▶ _EXERCISE GOAL_: Your answer must be the full set of entries, reproduced exactly.

DATASET RECORDS below:

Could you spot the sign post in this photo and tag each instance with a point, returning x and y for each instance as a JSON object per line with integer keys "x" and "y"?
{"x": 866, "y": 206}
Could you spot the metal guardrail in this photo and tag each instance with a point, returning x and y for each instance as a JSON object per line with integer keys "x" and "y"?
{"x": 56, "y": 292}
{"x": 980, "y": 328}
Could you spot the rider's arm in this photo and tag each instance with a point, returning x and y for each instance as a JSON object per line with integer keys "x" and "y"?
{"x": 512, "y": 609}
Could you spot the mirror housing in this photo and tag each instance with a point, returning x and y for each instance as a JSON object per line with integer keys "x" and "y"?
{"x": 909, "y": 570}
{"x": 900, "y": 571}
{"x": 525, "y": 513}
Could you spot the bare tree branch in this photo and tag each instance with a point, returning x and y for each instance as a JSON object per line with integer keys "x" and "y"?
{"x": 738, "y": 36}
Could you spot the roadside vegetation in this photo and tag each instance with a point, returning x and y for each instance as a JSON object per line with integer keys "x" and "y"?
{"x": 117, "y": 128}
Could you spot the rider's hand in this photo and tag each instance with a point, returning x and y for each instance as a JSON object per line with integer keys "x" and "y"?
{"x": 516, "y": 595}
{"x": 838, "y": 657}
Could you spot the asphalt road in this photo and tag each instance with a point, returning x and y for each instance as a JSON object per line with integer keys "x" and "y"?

End of DATASET RECORDS.

▶ _RESPONSE TO THIS TASK_:
Could you spot the sign post in this photo and tag each instance with a point, returning x and y for each instance as a JSON object per line with integer keys "x" and "y"?
{"x": 866, "y": 206}
Could you spot the metal guardrail in this photo and tag each instance with a point, returning x and y for each instance as a JSON object per line with integer keys "x" and "y"?
{"x": 56, "y": 292}
{"x": 980, "y": 328}
Could you spot the rider's arm in this photo and tag each instance with a point, returning x and y for each instance as a JSON object per line with integer keys "x" and "y"?
{"x": 512, "y": 609}
Could you spot the mirror housing in this photo and tag each instance with a point, returning x and y for each instance as a JSON object per line with integer keys "x" and "y"?
{"x": 909, "y": 570}
{"x": 900, "y": 571}
{"x": 525, "y": 513}
Could you spot the bare tree branch in this photo and tag each instance with a point, returning x and y for each instance as a JSON object per line with integer keys "x" and "y"?
{"x": 738, "y": 36}
Could you spot the roadside vegetation in this photo and tag each instance with a point, returning x and y for each instance as a JSON object per line with integer keys "x" and "y"?
{"x": 117, "y": 128}
Could you spot the rider's hand in this photo and tag each instance with a point, returning x and y for each instance as a JSON object per line with integer keys "x" and "y"?
{"x": 516, "y": 595}
{"x": 838, "y": 657}
Could you spot the asphalt road in this photo and tag each instance with a point, returning x and y for each instance as a JSON object per line with integer keys "x" and "y"?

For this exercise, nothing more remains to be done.